[Rows from a pointing dataset]
****
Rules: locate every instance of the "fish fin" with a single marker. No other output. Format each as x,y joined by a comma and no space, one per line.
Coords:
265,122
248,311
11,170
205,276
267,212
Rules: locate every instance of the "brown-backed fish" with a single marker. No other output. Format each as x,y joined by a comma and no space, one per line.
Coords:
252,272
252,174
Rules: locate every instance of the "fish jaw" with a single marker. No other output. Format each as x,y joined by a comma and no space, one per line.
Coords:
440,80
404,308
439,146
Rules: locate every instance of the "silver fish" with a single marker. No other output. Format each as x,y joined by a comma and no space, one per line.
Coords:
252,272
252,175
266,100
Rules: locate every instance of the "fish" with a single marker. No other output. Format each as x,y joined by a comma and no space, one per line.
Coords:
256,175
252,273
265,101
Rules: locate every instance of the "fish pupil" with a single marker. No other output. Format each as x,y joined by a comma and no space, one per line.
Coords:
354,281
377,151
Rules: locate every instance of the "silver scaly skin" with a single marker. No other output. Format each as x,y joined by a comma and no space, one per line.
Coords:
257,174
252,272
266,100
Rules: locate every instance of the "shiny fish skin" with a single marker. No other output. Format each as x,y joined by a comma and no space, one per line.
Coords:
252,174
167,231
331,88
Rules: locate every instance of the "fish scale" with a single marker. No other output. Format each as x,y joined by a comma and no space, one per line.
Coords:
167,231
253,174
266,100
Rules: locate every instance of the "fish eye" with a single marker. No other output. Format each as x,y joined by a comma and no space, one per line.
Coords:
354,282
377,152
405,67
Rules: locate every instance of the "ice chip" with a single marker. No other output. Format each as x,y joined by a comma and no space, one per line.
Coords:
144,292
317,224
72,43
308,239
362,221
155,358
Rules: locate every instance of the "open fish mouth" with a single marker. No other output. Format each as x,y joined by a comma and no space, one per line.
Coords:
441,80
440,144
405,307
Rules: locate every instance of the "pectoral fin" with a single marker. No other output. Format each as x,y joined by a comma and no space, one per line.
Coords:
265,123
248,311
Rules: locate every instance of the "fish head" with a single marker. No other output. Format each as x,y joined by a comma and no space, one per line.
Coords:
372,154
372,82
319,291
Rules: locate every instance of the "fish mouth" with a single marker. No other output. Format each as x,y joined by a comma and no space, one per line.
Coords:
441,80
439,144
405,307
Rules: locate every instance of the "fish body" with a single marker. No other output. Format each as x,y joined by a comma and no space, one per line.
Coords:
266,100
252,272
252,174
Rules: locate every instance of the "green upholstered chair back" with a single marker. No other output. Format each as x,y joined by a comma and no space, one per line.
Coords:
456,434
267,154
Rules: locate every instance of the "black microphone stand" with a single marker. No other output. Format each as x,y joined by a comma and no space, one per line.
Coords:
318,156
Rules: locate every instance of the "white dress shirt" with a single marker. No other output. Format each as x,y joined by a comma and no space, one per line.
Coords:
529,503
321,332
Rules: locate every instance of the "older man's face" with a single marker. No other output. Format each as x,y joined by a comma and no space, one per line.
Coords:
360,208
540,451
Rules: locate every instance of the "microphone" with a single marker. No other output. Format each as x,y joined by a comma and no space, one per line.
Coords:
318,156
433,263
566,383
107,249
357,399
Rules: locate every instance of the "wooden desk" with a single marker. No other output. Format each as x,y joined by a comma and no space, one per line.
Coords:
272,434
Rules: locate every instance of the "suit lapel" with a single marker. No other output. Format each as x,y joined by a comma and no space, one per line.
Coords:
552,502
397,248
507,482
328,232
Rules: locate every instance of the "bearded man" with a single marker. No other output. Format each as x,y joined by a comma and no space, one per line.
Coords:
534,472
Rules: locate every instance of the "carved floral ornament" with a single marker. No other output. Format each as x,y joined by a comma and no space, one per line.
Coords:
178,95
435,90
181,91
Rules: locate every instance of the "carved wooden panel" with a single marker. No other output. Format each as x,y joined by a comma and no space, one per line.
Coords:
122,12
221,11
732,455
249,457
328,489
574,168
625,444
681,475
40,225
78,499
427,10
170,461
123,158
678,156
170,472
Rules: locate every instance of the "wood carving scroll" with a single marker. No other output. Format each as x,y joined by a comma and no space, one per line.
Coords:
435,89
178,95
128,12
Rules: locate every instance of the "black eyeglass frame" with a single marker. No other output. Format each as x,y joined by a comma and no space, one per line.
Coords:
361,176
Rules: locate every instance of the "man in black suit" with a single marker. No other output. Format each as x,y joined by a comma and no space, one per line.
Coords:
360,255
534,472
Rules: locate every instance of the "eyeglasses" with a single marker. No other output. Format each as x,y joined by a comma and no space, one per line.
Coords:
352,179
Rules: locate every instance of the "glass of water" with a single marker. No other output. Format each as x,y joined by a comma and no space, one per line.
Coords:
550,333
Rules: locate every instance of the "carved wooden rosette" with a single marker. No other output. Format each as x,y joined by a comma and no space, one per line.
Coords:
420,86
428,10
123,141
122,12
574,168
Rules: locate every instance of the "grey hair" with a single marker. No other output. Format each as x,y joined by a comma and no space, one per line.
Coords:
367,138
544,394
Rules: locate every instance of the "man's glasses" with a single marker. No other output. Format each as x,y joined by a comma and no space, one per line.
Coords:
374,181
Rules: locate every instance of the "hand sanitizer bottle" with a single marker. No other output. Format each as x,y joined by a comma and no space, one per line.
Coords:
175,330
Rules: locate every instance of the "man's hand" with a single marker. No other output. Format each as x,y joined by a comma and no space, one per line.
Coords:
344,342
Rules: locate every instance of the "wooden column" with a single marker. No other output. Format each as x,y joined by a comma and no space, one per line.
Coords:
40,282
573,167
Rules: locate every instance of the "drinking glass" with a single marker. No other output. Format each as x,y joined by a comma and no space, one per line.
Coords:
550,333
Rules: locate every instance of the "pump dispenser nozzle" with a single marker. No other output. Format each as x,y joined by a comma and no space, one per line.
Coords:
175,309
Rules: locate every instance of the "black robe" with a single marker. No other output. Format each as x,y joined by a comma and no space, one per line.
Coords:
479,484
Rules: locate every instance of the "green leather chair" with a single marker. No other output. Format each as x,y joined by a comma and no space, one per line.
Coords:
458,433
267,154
****
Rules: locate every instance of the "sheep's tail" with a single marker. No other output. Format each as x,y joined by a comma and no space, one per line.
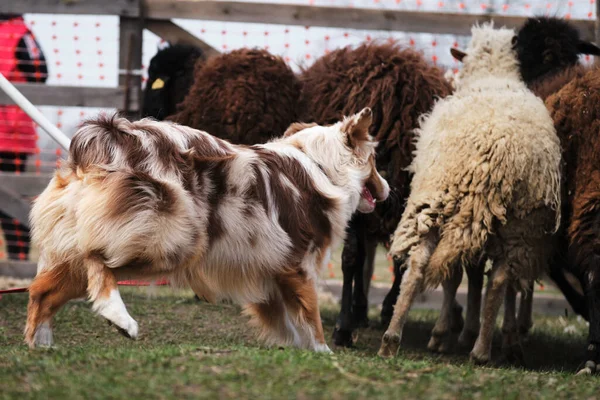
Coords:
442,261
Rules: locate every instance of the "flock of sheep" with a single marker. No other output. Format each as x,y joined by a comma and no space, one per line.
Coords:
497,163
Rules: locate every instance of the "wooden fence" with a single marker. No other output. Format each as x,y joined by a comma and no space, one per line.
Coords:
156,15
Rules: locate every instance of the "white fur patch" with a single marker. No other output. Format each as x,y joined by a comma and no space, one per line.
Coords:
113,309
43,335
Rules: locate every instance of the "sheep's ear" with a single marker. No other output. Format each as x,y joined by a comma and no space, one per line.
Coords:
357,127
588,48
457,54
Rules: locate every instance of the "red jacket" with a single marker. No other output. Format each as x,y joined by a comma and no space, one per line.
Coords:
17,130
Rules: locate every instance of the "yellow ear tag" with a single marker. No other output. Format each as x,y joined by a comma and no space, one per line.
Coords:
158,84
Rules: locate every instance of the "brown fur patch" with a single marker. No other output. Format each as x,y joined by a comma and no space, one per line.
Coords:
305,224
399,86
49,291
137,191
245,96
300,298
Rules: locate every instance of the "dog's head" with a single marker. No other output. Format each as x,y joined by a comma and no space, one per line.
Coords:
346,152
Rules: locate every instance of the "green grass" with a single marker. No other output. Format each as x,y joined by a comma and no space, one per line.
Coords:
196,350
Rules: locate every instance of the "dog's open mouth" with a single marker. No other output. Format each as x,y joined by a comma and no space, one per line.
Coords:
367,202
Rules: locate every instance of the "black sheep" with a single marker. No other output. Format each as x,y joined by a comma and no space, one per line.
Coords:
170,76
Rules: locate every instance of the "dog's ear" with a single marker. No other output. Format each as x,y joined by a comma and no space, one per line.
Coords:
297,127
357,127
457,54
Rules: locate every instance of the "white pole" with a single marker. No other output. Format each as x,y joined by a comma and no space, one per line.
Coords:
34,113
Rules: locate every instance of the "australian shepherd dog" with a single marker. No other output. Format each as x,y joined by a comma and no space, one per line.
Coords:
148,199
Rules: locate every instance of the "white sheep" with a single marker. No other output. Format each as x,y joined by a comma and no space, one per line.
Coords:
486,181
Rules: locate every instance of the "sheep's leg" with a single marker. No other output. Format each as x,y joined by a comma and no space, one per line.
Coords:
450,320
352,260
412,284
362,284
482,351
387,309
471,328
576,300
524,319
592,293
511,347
****
What this task involves ::
Identify every line in the entries above that contains the word "tail", and copy each of those lines in full.

Completed exercise ::
Rules: locate every instance of the "sheep's tail" with a single marker. No other output. Format each as x,y joined by a comma and no space, one per line.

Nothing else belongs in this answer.